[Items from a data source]
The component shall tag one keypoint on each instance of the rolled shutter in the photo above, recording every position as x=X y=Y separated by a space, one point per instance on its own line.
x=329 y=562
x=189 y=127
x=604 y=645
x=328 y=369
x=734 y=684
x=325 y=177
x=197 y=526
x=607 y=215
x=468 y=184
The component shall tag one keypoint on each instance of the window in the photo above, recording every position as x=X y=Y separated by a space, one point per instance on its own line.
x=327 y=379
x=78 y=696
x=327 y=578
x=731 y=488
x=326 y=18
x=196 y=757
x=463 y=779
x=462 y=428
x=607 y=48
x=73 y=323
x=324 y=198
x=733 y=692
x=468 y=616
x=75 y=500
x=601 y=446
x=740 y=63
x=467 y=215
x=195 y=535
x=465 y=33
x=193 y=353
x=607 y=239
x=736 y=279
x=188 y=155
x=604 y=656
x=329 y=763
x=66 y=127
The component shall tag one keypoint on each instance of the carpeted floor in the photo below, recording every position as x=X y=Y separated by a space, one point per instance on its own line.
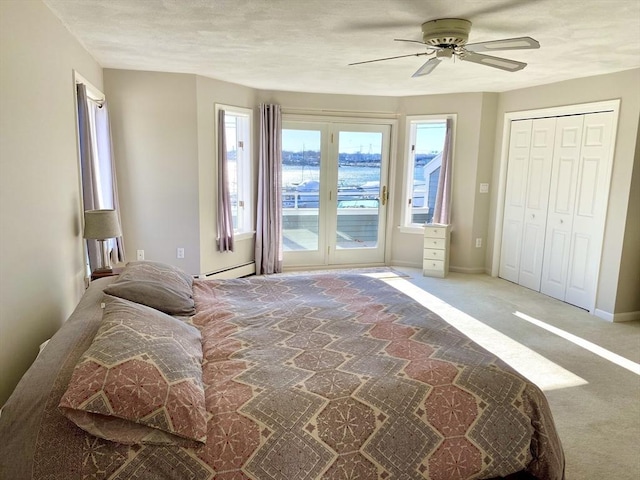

## EXERCISE AIM
Please find every line above that contains the word "floor" and copy each one.

## WORKED SOLUTION
The component shall tag one keypoint on each instance of the carpeted floor in the photo below, recording every position as x=X y=Y separated by a space, one point per instance on its own line.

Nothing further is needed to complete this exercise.